● Data to process
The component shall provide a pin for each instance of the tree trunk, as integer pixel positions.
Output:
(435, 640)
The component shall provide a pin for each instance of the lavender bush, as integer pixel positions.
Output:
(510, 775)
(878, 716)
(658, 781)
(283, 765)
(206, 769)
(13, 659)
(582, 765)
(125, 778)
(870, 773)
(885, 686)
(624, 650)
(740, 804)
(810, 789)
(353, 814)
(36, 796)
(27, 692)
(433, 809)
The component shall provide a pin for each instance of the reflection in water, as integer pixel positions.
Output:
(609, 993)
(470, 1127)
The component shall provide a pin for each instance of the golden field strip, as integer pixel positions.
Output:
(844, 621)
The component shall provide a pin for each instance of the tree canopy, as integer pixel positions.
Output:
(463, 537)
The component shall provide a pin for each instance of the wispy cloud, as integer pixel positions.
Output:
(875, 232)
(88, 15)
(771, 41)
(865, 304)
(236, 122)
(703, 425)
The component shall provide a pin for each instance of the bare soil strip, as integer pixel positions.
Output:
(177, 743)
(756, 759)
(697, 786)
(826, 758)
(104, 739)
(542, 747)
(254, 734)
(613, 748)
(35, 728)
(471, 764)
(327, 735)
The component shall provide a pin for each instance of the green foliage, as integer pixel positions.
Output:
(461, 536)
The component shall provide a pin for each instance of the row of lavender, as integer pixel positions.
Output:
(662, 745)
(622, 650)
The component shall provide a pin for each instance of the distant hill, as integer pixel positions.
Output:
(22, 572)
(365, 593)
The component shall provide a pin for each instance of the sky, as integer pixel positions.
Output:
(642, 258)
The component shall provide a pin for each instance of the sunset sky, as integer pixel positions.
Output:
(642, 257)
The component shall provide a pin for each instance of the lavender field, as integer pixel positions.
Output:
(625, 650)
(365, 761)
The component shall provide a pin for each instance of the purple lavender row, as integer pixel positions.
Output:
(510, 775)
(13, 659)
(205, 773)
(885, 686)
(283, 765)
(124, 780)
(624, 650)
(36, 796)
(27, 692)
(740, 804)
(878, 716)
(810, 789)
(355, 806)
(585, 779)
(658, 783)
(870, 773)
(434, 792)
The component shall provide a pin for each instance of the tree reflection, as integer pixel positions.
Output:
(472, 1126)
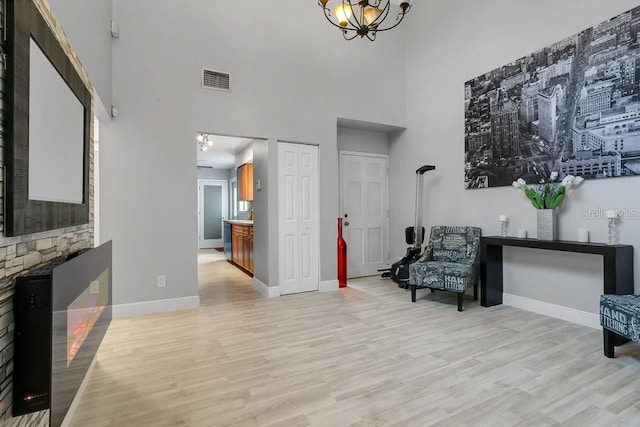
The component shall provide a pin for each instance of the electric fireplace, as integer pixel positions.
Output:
(62, 312)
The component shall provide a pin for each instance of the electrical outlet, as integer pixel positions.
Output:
(94, 287)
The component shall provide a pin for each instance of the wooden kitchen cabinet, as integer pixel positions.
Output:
(245, 182)
(242, 246)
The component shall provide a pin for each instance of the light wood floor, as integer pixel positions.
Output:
(363, 356)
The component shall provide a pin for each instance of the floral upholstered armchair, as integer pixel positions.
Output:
(451, 262)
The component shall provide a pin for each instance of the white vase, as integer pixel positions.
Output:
(547, 224)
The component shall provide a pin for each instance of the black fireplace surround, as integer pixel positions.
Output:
(62, 312)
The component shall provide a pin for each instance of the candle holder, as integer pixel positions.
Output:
(503, 225)
(611, 216)
(613, 232)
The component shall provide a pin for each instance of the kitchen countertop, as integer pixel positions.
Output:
(239, 221)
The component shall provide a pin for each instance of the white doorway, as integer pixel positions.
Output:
(364, 205)
(212, 210)
(298, 205)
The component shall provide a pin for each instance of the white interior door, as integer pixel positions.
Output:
(298, 203)
(364, 206)
(212, 209)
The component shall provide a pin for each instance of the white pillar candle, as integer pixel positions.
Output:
(583, 235)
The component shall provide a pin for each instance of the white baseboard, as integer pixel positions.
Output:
(584, 318)
(157, 306)
(266, 291)
(328, 286)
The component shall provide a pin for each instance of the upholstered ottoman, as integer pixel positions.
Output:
(620, 320)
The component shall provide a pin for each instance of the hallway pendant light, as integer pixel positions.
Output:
(364, 18)
(204, 141)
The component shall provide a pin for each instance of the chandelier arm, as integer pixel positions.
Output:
(399, 19)
(344, 34)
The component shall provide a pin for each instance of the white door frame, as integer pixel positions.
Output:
(298, 217)
(211, 243)
(385, 234)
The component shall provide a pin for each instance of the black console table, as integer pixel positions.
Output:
(618, 263)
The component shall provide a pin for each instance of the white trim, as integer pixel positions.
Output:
(266, 291)
(76, 399)
(157, 306)
(328, 286)
(583, 318)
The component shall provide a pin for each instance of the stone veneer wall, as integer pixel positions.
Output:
(20, 254)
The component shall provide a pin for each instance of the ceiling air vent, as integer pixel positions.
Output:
(216, 80)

● Instruction
Quote the material exactly. Pictures stay out.

● Result for this exercise
The component shall provide a pin for each instance of the tree trunk, as integer pixel positions.
Output:
(435, 640)
The component shall provide a pin for each instance of the lavender bush, as integer pixel positions.
Output:
(510, 775)
(878, 716)
(658, 781)
(283, 765)
(206, 769)
(13, 659)
(582, 765)
(125, 778)
(870, 773)
(885, 686)
(624, 650)
(740, 804)
(810, 789)
(353, 814)
(36, 796)
(27, 692)
(433, 809)
The component shall provide a pin for each instance of the reflection in water, as integer pixel positions.
Output:
(609, 993)
(470, 1127)
The component shall provide a pin for each instance of the golden field strip, as integer pixel positions.
Output:
(844, 621)
The component shall provide a pin for each instance of the tree canopy, as integer pixel positions.
Output:
(463, 537)
The component shall provide a pin for each instance of the wispy cloud, as integer pixel positions.
Output:
(875, 232)
(88, 15)
(771, 41)
(865, 304)
(236, 122)
(703, 425)
The component shall provide a pin for each instance of the bare soil strip, as integer pixel positions.
Output:
(177, 743)
(756, 759)
(697, 786)
(826, 758)
(104, 739)
(542, 747)
(254, 734)
(613, 748)
(35, 728)
(471, 764)
(327, 735)
The component shall provide a pin for each instance of the green foliage, as integer pixel positions.
Output:
(461, 536)
The component shall provide a pin for each instance of the row of lavender, as integer pixel positions.
Output:
(662, 745)
(622, 650)
The component shall provide a pin for each instance of the distant hill, as integer pixel positions.
Output:
(22, 572)
(365, 593)
The component shall provide a pin for each instance of the sky, as integer pixel positions.
Output:
(642, 258)
The component shall provide a pin for each instance of the sunset sky, as integer pixel positions.
Output:
(642, 257)
The component shall provide a pin for each instance of the lavender field, as integer pixel positions.
Output:
(625, 650)
(365, 761)
The component shall provide a pin for each instance of the purple lavender row, as integer pixel positions.
Output:
(510, 775)
(13, 659)
(205, 773)
(885, 686)
(283, 765)
(124, 780)
(624, 650)
(36, 796)
(27, 692)
(740, 804)
(878, 716)
(810, 789)
(355, 806)
(585, 779)
(658, 783)
(870, 773)
(434, 792)
The component shall provide a pin for each instance of the tree reflection, as integer pixel positions.
Output:
(472, 1126)
The component shall provide a pin for each instance of the electric fireplace, as integer pixel positions.
Output:
(62, 312)
The component shall provide a pin for each instance of the electrical outlet, as integer pixel positions.
Output:
(94, 287)
The component shall provide a pin for each instance of the wooden kitchen cabinet, as integer pixel positions.
Output:
(245, 182)
(242, 246)
The component shall provide a pin for each instance of the light wood floor, as integer pixel positions.
Output:
(363, 356)
The component shall provide a pin for each instance of the floral upholstered armchair, as integer pixel positions.
Output:
(451, 262)
The component shall provide a pin for each instance of the white vase, as integer pixel positions.
Output:
(547, 224)
The component shall provide a pin for each instance of the black fireplace surround, as integer pixel positions.
Output:
(62, 312)
The component shall provide a pin for each instance of the candle holder, as integer pixel positions.
Output:
(503, 225)
(611, 216)
(613, 232)
The component shall provide a pin for each instance of the kitchen countertop, as integer pixel positions.
Output:
(239, 221)
The component shall provide a pin for each instance of the white doorway, as integer pixel positions.
Output:
(364, 205)
(212, 210)
(298, 205)
The component shall provide a pin for each instance of the white interior door, as integer pixel positions.
Output:
(298, 203)
(364, 206)
(212, 209)
The component shall provide a pin for each instance of the white pillar candle, as integer pixel positions.
Output:
(583, 235)
The component shall provide a pin for each instance of the white baseboard, as integer pixel positions.
Output:
(584, 318)
(157, 306)
(266, 291)
(328, 286)
The component shall provide a pin for each instance of the upholstered ottoman, as integer pixel positions.
Output:
(620, 320)
The component shall provide a pin for each instance of the hallway pendant light, as integer pixel positions.
Output:
(364, 18)
(204, 141)
The component shall provide a pin for each instance of the chandelier arm, as integer pixel positions.
Output:
(399, 19)
(344, 34)
The component shall provide a pin for each instance of the white door frame, as integer pixel positions.
Output:
(298, 217)
(211, 243)
(385, 234)
The component shall provide a pin for each instance of the black console table, as integer pixel positions.
Output:
(618, 263)
The component shall provide a pin for each instance of the white trim, as integer pixel positions.
Output:
(266, 291)
(76, 399)
(157, 306)
(328, 286)
(583, 318)
The component shall provide a pin for each instance of the stone veneer wall, as integer pixel positions.
Output:
(20, 254)
The component shall provide a pin for each instance of the ceiling air vent, as integer pixel positions.
Output:
(216, 80)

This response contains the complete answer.